**TASK TO CARRY OUT**. Without skipping anything, write out each record below exactly.
*****
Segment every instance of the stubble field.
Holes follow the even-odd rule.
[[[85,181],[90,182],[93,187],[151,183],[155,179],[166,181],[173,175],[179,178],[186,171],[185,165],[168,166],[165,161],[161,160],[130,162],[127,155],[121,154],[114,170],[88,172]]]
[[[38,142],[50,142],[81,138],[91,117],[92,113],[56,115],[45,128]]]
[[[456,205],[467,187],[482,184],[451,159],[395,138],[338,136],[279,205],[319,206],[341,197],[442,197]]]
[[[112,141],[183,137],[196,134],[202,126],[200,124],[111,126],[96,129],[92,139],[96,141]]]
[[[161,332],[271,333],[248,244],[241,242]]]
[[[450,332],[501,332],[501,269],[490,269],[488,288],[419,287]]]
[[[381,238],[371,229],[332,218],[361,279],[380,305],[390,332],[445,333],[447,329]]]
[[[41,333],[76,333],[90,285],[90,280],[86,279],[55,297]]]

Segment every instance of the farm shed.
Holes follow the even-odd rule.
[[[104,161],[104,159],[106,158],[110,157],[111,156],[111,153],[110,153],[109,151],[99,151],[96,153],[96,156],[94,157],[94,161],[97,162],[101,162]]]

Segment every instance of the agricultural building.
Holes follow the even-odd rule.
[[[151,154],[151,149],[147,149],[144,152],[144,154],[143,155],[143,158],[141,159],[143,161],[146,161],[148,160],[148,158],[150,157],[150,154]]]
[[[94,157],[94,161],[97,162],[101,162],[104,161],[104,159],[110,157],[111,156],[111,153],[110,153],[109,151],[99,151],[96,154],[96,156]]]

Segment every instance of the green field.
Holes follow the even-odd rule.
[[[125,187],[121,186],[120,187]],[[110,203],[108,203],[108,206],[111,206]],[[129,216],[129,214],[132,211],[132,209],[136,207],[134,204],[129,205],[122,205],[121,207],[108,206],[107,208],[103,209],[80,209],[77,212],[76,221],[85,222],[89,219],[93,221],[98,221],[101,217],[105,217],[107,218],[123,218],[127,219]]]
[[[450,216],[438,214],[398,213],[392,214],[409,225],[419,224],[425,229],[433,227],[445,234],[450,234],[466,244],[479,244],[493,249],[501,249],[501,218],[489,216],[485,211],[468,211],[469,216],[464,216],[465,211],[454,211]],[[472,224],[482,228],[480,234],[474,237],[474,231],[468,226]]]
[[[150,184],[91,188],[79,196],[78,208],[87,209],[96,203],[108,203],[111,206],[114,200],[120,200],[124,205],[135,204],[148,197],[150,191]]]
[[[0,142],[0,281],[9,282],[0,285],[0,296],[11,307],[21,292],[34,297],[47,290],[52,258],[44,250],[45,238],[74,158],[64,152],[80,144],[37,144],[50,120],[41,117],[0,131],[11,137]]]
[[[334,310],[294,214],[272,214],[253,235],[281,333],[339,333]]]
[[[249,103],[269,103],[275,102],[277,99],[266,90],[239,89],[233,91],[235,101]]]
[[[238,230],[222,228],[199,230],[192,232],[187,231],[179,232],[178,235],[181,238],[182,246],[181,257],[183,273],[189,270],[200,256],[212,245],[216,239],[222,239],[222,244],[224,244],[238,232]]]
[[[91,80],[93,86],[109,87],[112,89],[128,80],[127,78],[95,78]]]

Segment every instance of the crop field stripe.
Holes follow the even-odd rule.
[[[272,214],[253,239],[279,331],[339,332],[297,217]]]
*****
**RESPONSE FOR THIS EXERCISE**.
Segment every instance of the stubble field.
Holes follow the even-odd rule.
[[[85,181],[90,182],[93,187],[151,183],[155,179],[166,181],[173,175],[179,178],[186,171],[185,165],[168,166],[165,161],[161,160],[130,162],[127,155],[121,154],[114,170],[88,172]]]
[[[38,142],[50,142],[81,138],[91,117],[92,113],[56,115],[45,128]]]
[[[456,205],[467,187],[482,184],[451,159],[395,138],[338,136],[279,205],[319,206],[341,197],[442,197]]]
[[[112,141],[183,137],[196,134],[202,126],[200,124],[111,126],[96,129],[92,139],[96,141]]]
[[[161,332],[271,333],[248,244],[241,242]]]
[[[450,332],[501,332],[501,269],[490,269],[488,288],[419,287]]]
[[[381,238],[371,229],[332,218],[361,279],[380,305],[390,332],[445,333],[447,329]]]
[[[41,333],[76,333],[90,285],[90,280],[86,279],[55,297]]]

Segment every instance of the farm shed.
Holes follow the even-odd rule.
[[[104,161],[104,159],[106,158],[110,157],[111,156],[111,153],[110,153],[109,151],[99,151],[96,153],[96,156],[94,157],[94,161],[97,162],[101,162]]]

Segment every instance of the agricultural building.
Holes follow the even-odd rule.
[[[151,154],[151,149],[147,149],[144,152],[144,154],[143,155],[143,158],[141,159],[143,161],[146,161],[148,160],[148,158],[150,157],[150,154]]]
[[[94,157],[94,161],[97,162],[101,162],[104,161],[104,159],[110,157],[111,156],[111,153],[110,153],[109,151],[99,151],[96,154],[96,156]]]

Segment every instance of the green field.
Holes follow the even-odd rule.
[[[125,187],[121,186],[120,187]],[[110,203],[108,203],[108,206],[111,206]],[[129,216],[129,214],[132,211],[132,209],[136,207],[134,204],[129,205],[122,205],[121,207],[108,206],[107,208],[103,209],[80,209],[77,212],[76,221],[85,222],[89,219],[93,221],[98,221],[101,217],[105,217],[107,218],[123,218],[127,219]]]
[[[450,216],[438,214],[398,213],[392,214],[409,225],[419,224],[425,229],[433,227],[445,234],[450,234],[466,244],[479,244],[493,249],[501,249],[501,218],[489,216],[485,211],[468,211],[469,216],[464,216],[465,211],[454,211]],[[472,224],[482,228],[480,234],[474,237],[474,231],[468,226]]]
[[[150,184],[91,188],[79,196],[78,208],[87,209],[96,203],[108,203],[111,206],[114,200],[120,200],[124,205],[135,204],[148,197],[150,191]]]
[[[0,142],[0,281],[9,282],[0,285],[0,296],[11,307],[21,292],[34,297],[47,290],[52,258],[44,250],[45,238],[74,158],[64,152],[80,144],[37,144],[50,120],[41,117],[0,131],[11,137]]]
[[[334,310],[294,214],[272,214],[253,235],[281,333],[339,333]]]
[[[249,103],[269,103],[275,102],[277,99],[266,90],[239,89],[233,91],[235,101]]]
[[[238,230],[222,228],[199,230],[192,232],[187,231],[179,232],[178,235],[181,238],[182,246],[181,257],[183,273],[189,270],[200,256],[212,245],[216,239],[222,239],[222,244],[224,244],[238,232]]]
[[[91,80],[93,86],[109,87],[112,89],[128,80],[127,78],[95,78]]]

Segment every instance of the crop field stripe.
Holes follow the even-odd rule.
[[[272,214],[253,239],[279,331],[339,332],[297,217]]]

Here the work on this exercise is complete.